▶ **To do**
Show every line of the material below that contains the string "airplane", copying each such line in full. The match is case-sensitive.

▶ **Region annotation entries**
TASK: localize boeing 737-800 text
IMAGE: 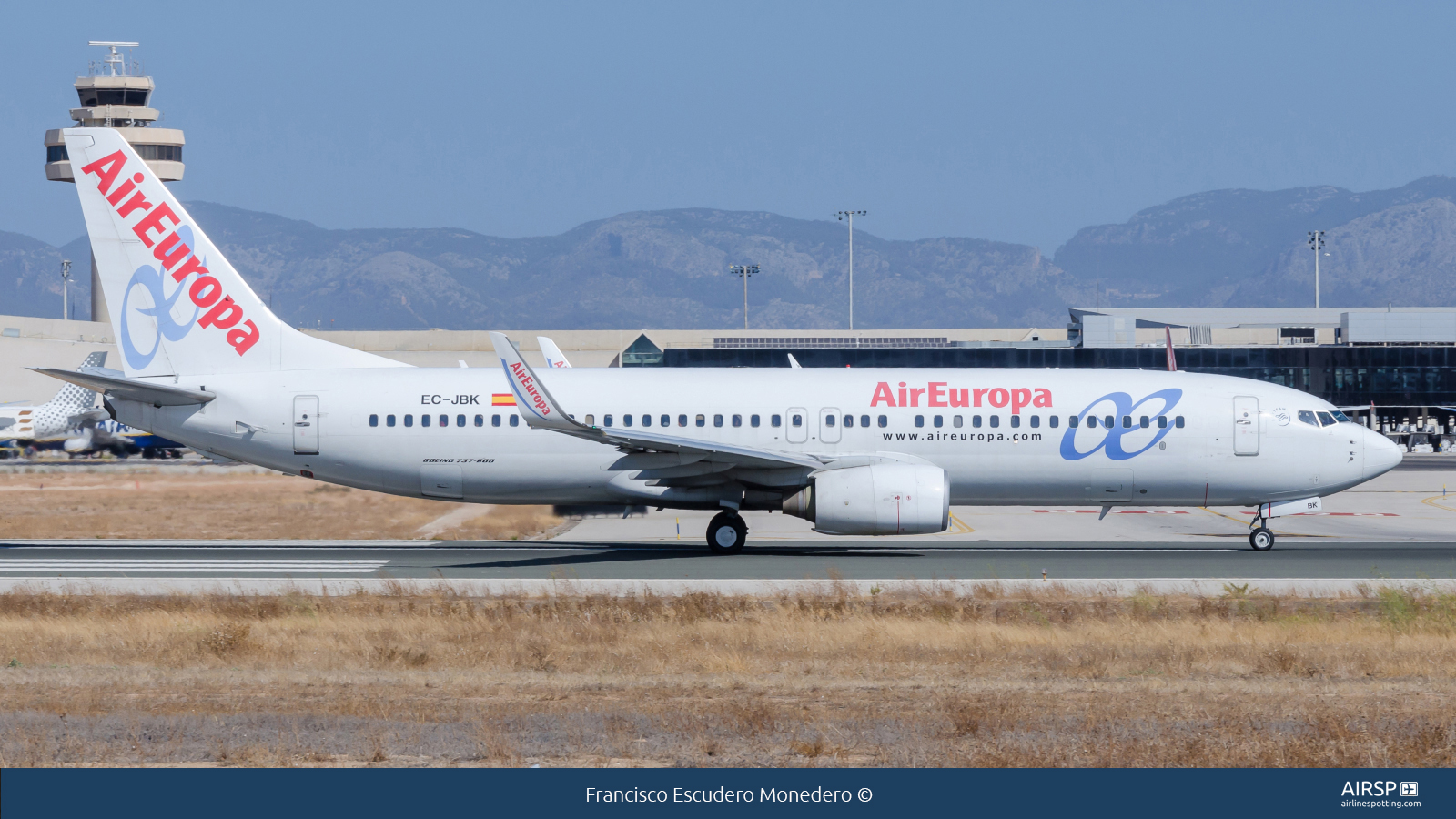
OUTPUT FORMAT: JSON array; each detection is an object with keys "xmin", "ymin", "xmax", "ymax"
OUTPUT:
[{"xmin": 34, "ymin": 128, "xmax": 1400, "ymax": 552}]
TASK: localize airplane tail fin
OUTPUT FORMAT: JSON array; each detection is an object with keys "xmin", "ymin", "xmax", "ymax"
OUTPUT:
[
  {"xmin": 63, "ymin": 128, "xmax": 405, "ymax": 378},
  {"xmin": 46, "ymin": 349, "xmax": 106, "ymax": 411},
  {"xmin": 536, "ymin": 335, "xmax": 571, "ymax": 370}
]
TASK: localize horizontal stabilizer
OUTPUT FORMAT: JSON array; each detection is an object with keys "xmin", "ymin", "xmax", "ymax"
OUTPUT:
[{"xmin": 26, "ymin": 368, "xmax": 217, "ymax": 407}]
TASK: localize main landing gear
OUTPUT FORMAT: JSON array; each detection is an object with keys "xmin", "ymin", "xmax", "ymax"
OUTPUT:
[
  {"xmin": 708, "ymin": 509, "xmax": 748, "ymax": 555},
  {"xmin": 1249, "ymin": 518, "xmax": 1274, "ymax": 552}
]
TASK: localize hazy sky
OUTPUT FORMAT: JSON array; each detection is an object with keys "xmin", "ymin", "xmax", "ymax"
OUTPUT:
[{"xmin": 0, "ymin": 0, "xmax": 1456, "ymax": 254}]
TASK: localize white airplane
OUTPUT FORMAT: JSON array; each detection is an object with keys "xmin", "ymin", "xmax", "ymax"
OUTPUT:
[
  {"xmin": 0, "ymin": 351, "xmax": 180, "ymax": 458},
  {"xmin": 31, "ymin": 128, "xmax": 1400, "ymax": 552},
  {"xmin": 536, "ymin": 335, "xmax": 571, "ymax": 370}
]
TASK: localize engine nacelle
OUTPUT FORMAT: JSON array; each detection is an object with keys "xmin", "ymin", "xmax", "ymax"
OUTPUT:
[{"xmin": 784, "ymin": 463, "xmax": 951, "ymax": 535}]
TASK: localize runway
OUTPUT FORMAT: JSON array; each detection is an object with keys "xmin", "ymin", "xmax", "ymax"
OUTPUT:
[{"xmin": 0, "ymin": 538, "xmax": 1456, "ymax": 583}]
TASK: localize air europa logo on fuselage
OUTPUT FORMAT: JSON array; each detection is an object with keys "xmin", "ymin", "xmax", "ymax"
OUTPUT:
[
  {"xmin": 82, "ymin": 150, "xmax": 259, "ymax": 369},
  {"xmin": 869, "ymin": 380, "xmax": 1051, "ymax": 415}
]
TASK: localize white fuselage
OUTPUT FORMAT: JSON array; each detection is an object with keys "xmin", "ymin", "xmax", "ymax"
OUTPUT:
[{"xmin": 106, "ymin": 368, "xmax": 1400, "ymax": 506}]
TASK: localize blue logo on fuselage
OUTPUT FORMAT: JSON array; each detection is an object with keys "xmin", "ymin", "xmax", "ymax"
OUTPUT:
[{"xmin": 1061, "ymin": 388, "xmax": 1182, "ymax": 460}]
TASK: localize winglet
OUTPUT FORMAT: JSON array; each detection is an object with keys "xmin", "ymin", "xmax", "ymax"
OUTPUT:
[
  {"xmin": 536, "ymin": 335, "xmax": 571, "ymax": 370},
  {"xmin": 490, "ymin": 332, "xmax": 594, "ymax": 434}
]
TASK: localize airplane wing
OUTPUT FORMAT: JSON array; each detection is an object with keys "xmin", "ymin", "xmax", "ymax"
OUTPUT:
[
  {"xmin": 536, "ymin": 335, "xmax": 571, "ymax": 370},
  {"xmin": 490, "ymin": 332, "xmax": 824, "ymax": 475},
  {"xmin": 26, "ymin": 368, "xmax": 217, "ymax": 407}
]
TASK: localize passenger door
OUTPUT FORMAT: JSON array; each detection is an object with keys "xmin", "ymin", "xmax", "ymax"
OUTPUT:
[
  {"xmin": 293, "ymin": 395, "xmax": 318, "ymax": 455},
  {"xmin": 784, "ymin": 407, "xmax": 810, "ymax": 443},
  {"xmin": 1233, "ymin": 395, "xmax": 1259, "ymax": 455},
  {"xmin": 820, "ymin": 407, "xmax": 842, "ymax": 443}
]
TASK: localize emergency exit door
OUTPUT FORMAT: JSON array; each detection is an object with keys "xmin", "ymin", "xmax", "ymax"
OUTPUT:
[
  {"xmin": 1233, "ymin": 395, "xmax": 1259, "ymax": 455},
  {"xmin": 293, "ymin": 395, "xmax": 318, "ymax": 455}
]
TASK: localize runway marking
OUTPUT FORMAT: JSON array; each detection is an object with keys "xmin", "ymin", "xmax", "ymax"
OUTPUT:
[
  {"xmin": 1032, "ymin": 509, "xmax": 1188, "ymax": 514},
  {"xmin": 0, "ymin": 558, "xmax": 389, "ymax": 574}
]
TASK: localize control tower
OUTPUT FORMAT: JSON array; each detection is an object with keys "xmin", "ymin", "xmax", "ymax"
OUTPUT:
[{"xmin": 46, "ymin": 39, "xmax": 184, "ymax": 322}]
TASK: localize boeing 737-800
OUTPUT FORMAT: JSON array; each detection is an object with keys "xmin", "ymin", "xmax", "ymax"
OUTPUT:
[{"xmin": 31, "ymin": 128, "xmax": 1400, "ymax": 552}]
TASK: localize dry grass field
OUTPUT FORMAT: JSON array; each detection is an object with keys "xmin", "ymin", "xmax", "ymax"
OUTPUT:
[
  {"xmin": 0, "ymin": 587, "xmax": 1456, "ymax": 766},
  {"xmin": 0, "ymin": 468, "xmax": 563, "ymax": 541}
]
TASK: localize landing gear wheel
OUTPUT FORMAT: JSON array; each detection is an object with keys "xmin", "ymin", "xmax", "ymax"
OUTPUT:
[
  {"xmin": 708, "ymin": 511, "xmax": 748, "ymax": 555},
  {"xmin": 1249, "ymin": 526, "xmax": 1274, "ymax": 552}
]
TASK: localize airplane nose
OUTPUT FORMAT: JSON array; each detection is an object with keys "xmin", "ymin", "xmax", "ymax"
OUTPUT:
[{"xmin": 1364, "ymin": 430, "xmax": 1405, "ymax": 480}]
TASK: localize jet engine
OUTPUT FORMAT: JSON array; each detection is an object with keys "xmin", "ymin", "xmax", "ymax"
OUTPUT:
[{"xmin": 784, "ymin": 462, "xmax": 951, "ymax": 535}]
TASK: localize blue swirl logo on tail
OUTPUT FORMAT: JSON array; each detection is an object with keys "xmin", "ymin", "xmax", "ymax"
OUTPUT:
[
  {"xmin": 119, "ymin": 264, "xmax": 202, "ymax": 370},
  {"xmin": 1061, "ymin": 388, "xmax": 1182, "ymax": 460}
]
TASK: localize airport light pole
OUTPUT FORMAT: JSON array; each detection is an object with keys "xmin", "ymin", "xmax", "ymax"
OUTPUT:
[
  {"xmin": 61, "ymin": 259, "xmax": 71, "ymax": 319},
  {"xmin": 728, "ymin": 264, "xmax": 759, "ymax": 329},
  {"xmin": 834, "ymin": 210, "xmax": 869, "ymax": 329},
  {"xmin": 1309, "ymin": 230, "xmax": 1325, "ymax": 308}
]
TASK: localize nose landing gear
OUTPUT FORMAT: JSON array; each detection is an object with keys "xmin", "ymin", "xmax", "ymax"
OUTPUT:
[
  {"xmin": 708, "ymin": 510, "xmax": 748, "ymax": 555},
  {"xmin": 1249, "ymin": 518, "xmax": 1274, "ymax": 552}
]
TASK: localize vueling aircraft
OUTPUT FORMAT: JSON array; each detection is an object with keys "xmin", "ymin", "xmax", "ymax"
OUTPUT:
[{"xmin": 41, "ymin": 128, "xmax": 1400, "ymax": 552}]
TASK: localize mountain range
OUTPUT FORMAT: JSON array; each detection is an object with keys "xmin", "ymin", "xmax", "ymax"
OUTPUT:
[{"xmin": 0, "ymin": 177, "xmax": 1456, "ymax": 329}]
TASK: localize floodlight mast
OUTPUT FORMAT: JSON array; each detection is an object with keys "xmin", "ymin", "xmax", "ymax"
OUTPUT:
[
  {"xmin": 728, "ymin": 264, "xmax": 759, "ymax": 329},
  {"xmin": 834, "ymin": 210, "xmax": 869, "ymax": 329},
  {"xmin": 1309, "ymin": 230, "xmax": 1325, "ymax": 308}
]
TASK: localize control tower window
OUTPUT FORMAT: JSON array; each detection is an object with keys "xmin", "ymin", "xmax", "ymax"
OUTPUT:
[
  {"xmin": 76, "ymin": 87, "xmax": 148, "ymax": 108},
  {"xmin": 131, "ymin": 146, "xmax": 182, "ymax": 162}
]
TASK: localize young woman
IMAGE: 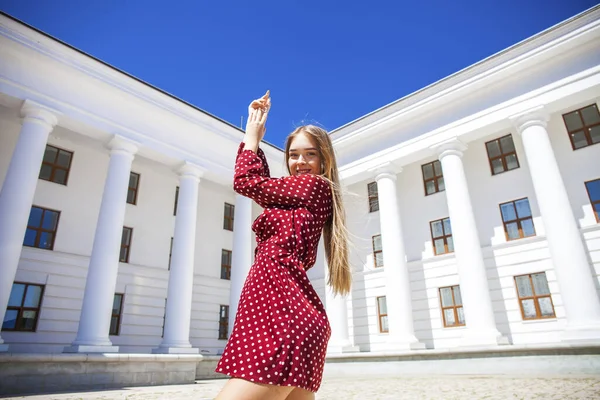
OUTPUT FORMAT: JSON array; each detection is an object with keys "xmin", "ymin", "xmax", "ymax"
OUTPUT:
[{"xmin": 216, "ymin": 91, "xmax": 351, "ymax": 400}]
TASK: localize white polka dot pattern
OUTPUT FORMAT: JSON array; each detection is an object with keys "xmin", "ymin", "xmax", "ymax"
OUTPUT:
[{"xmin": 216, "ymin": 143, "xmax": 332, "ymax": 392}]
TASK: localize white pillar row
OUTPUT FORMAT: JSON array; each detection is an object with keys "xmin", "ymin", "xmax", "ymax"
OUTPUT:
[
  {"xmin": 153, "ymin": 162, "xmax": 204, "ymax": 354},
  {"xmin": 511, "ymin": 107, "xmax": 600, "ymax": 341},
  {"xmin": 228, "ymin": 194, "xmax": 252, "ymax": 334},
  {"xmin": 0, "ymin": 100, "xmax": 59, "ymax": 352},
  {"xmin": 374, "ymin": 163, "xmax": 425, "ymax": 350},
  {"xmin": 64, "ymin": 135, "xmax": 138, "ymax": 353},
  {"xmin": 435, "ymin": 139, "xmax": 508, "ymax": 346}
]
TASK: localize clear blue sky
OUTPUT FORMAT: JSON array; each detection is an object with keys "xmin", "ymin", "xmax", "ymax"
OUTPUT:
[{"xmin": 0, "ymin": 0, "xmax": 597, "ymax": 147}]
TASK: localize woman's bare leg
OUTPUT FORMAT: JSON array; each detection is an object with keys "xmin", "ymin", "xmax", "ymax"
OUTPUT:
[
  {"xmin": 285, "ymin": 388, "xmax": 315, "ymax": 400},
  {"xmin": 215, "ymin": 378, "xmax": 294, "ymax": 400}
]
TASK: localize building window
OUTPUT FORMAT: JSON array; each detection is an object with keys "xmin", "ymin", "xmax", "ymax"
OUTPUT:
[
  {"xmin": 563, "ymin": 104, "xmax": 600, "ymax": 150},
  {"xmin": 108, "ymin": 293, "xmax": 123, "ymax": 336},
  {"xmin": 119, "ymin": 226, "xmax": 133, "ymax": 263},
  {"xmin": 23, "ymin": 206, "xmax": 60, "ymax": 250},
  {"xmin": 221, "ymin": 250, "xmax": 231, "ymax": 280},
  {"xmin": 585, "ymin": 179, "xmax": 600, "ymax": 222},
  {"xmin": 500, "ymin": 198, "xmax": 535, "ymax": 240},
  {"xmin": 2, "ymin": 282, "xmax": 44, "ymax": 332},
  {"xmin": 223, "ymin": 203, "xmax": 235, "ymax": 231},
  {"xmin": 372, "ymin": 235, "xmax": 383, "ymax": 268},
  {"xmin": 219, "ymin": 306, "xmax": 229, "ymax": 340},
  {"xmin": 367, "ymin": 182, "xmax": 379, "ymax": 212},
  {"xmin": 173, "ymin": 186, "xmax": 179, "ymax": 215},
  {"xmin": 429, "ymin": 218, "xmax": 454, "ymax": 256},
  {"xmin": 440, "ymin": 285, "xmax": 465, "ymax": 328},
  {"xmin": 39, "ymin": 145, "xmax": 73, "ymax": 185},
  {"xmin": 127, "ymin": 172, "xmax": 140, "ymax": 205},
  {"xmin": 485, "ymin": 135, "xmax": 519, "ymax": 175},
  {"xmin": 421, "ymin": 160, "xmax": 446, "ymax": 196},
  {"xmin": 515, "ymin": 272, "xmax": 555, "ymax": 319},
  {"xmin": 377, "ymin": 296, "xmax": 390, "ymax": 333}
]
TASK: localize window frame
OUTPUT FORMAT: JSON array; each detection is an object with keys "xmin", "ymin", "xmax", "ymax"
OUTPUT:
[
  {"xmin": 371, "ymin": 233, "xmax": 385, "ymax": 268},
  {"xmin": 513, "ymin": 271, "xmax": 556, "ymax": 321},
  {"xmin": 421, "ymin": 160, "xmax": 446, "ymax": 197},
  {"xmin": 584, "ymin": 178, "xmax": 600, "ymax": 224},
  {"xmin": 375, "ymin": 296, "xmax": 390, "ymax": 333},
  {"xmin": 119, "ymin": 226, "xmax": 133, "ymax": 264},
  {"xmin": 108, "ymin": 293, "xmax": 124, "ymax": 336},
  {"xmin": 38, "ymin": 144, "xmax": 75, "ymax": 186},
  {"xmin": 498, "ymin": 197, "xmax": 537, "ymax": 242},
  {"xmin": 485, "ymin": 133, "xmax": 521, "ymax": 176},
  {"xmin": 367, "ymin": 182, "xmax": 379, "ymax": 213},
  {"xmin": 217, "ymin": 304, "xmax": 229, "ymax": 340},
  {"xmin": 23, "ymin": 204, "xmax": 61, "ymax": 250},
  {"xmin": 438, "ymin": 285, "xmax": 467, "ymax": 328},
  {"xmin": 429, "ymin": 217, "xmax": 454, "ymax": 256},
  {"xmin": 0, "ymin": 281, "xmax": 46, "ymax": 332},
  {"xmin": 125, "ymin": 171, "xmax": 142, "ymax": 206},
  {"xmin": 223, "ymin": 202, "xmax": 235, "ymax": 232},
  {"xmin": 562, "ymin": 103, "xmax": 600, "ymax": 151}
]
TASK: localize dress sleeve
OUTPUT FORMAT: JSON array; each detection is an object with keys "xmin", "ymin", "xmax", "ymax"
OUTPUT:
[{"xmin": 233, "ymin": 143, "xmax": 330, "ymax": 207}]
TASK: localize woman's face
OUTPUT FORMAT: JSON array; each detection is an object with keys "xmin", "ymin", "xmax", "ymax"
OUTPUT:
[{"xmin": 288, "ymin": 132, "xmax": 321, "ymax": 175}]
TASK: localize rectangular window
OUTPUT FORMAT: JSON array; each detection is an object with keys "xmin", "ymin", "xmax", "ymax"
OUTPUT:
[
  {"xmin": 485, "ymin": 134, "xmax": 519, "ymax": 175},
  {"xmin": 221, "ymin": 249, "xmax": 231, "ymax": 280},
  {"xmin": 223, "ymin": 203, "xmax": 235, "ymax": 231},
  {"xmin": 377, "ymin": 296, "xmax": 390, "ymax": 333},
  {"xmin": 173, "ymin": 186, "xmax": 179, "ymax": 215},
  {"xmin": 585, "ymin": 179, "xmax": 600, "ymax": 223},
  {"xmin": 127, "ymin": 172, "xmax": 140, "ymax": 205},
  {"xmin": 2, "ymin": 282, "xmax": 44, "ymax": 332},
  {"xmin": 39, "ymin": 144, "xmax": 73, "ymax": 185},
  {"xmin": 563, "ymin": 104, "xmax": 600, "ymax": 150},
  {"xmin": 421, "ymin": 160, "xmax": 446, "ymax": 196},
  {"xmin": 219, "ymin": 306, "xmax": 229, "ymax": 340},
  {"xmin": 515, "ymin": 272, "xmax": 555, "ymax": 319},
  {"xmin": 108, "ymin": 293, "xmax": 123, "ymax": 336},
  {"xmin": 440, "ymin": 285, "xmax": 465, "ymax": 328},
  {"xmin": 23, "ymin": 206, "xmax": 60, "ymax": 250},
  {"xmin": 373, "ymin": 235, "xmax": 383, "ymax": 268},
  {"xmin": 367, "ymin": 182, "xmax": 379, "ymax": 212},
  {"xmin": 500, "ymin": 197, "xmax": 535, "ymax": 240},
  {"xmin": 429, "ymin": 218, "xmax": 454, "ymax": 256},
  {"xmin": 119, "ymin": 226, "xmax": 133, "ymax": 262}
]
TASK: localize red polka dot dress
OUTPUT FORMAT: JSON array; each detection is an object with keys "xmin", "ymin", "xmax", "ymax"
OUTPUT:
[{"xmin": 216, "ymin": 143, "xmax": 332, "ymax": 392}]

▶ **Task answer**
TASK: localize airplane tail fin
TASK: localize white airplane
TASK: localize airplane wing
TASK: localize airplane nose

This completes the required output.